Input material START

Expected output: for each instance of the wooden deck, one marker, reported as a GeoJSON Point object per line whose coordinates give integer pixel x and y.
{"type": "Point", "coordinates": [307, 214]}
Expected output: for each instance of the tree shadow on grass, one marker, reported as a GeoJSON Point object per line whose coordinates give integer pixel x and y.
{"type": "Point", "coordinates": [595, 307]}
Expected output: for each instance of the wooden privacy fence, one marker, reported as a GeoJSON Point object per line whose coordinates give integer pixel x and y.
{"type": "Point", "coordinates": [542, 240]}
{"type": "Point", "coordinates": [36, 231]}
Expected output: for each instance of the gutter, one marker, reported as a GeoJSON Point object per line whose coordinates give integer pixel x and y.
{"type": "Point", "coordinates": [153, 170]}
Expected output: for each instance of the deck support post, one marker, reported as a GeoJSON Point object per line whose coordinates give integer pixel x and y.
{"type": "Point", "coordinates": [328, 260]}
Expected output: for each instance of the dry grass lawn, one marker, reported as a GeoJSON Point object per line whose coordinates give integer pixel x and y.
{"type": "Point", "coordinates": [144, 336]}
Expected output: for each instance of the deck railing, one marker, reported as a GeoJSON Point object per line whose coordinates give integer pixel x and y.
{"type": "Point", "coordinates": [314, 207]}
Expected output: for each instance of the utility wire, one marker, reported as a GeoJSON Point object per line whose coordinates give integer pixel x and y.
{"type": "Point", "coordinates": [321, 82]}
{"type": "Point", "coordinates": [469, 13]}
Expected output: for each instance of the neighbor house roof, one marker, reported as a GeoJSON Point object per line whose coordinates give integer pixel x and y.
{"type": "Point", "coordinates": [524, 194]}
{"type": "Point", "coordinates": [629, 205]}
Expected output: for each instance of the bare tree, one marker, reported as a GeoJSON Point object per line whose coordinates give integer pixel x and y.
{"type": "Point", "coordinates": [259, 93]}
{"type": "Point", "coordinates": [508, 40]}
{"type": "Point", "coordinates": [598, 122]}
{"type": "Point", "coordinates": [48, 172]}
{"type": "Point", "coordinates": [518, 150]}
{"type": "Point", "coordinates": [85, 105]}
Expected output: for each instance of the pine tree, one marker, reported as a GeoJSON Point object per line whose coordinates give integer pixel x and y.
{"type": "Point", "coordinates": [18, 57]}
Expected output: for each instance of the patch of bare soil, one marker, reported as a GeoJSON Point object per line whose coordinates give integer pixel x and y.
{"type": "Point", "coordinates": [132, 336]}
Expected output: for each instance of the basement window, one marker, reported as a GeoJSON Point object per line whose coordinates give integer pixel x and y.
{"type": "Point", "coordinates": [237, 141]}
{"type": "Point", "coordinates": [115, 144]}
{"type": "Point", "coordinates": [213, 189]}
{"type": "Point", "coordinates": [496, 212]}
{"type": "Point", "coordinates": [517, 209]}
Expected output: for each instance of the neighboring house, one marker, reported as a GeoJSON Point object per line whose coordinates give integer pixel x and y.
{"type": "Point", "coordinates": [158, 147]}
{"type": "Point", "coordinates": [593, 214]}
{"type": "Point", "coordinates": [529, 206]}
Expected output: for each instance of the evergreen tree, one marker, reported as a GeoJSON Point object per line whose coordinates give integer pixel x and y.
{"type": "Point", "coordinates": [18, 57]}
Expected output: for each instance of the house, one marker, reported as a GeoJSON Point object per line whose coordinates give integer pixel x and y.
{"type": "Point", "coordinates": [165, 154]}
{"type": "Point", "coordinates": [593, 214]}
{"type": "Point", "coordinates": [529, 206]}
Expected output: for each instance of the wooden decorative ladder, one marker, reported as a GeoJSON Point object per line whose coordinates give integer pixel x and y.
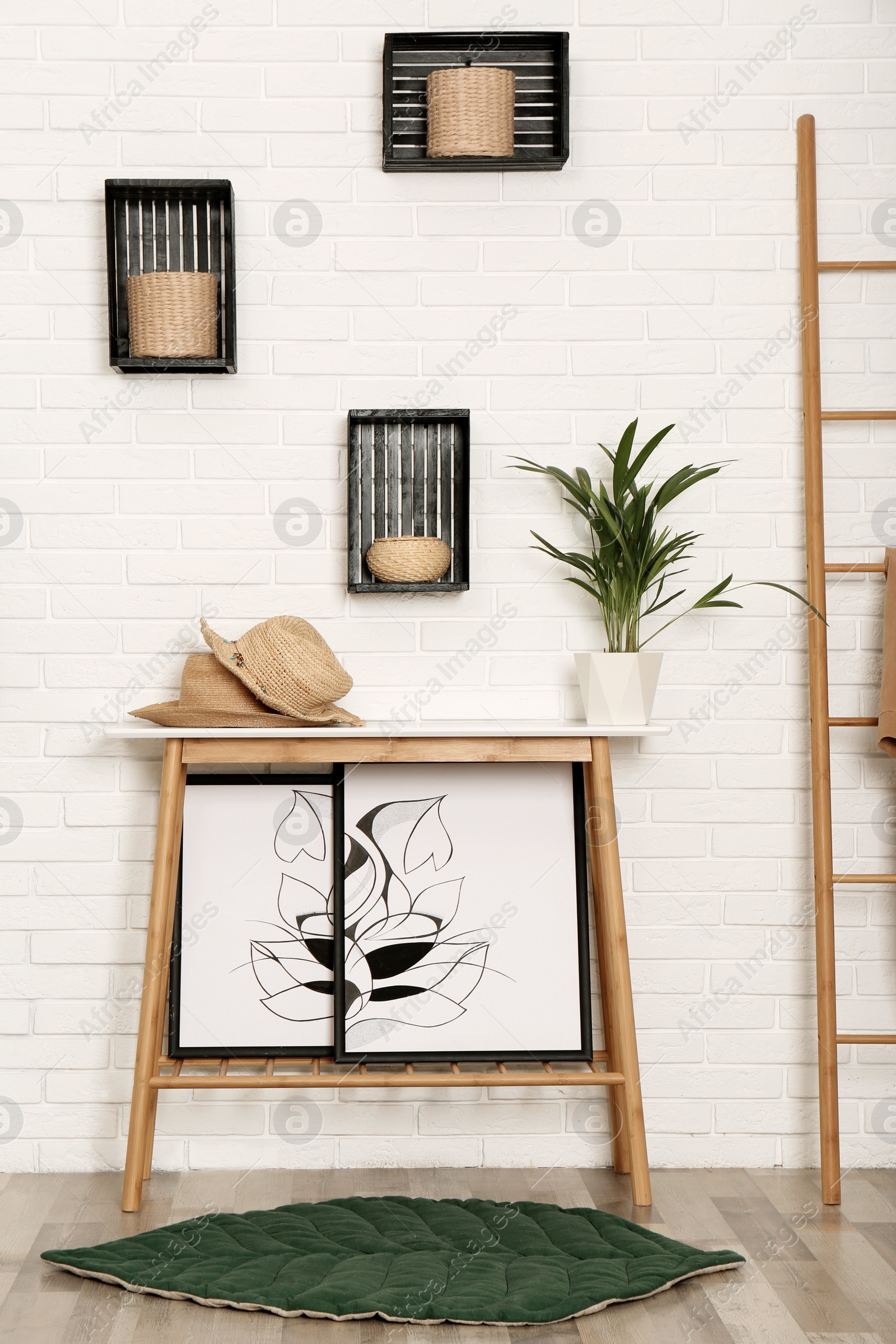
{"type": "Point", "coordinates": [819, 704]}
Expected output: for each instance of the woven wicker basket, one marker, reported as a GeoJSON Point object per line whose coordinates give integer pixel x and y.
{"type": "Point", "coordinates": [174, 312]}
{"type": "Point", "coordinates": [469, 111]}
{"type": "Point", "coordinates": [409, 559]}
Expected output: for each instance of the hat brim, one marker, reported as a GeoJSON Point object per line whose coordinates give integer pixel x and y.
{"type": "Point", "coordinates": [172, 716]}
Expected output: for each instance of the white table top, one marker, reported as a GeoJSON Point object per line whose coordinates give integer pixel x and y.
{"type": "Point", "coordinates": [437, 729]}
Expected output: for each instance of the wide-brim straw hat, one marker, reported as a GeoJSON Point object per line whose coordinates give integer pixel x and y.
{"type": "Point", "coordinates": [211, 698]}
{"type": "Point", "coordinates": [289, 667]}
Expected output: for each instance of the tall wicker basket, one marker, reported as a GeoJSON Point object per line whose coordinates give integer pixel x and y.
{"type": "Point", "coordinates": [174, 312]}
{"type": "Point", "coordinates": [469, 112]}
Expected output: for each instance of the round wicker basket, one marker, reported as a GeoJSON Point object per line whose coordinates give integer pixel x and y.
{"type": "Point", "coordinates": [409, 559]}
{"type": "Point", "coordinates": [469, 111]}
{"type": "Point", "coordinates": [174, 312]}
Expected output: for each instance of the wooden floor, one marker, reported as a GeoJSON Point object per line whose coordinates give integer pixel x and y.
{"type": "Point", "coordinates": [812, 1273]}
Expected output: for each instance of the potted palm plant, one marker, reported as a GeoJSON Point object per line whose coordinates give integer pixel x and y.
{"type": "Point", "coordinates": [632, 559]}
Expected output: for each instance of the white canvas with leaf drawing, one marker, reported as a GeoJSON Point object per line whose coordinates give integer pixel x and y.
{"type": "Point", "coordinates": [253, 964]}
{"type": "Point", "coordinates": [461, 913]}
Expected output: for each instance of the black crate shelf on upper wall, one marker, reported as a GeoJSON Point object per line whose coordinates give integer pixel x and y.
{"type": "Point", "coordinates": [409, 475]}
{"type": "Point", "coordinates": [540, 62]}
{"type": "Point", "coordinates": [160, 225]}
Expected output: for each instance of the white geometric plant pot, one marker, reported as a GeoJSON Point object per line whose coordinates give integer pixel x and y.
{"type": "Point", "coordinates": [618, 687]}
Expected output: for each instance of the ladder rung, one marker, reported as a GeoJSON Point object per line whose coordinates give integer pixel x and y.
{"type": "Point", "coordinates": [866, 877]}
{"type": "Point", "coordinates": [866, 1038]}
{"type": "Point", "coordinates": [859, 414]}
{"type": "Point", "coordinates": [857, 265]}
{"type": "Point", "coordinates": [856, 569]}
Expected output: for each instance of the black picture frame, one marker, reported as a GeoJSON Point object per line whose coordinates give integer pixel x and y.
{"type": "Point", "coordinates": [540, 61]}
{"type": "Point", "coordinates": [151, 227]}
{"type": "Point", "coordinates": [584, 965]}
{"type": "Point", "coordinates": [175, 983]}
{"type": "Point", "coordinates": [409, 475]}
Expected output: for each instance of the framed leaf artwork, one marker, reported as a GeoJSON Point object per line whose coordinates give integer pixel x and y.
{"type": "Point", "coordinates": [253, 944]}
{"type": "Point", "coordinates": [461, 926]}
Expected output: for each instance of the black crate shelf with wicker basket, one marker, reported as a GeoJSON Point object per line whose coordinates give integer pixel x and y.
{"type": "Point", "coordinates": [540, 62]}
{"type": "Point", "coordinates": [169, 227]}
{"type": "Point", "coordinates": [409, 475]}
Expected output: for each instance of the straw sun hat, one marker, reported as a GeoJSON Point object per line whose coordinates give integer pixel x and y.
{"type": "Point", "coordinates": [280, 666]}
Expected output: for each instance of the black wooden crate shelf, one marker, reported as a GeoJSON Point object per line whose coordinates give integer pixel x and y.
{"type": "Point", "coordinates": [409, 475]}
{"type": "Point", "coordinates": [540, 62]}
{"type": "Point", "coordinates": [171, 225]}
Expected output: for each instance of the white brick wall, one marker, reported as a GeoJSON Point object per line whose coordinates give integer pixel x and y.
{"type": "Point", "coordinates": [136, 521]}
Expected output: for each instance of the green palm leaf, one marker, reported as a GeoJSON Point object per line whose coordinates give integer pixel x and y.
{"type": "Point", "coordinates": [632, 554]}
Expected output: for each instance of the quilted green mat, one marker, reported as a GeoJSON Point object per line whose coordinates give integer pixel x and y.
{"type": "Point", "coordinates": [408, 1260]}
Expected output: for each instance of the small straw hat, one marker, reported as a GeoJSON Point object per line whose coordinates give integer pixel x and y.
{"type": "Point", "coordinates": [211, 698]}
{"type": "Point", "coordinates": [289, 667]}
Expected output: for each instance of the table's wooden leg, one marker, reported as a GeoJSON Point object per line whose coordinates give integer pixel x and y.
{"type": "Point", "coordinates": [166, 968]}
{"type": "Point", "coordinates": [151, 1006]}
{"type": "Point", "coordinates": [617, 952]}
{"type": "Point", "coordinates": [595, 832]}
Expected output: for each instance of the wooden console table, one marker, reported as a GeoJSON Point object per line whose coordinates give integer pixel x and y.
{"type": "Point", "coordinates": [432, 743]}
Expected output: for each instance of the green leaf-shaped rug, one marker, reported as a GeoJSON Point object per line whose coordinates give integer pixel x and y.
{"type": "Point", "coordinates": [408, 1260]}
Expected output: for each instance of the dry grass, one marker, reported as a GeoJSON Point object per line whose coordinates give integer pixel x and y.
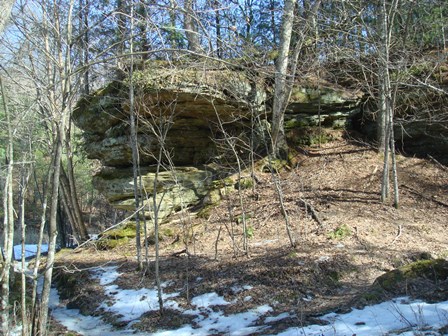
{"type": "Point", "coordinates": [326, 270]}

Input material END

- _Your assignment_: Write out, word for word, the lines running from the one containing "Expected output: for each instance of the dry grass, one" to the end of the data above; the pictures are to be left out.

- _Response to this exercise_:
Expected output: for each instance of the dry grass, one marker, reported as a GeoJSON Point object per line whose coordinates give integer pixel x and y.
{"type": "Point", "coordinates": [326, 270]}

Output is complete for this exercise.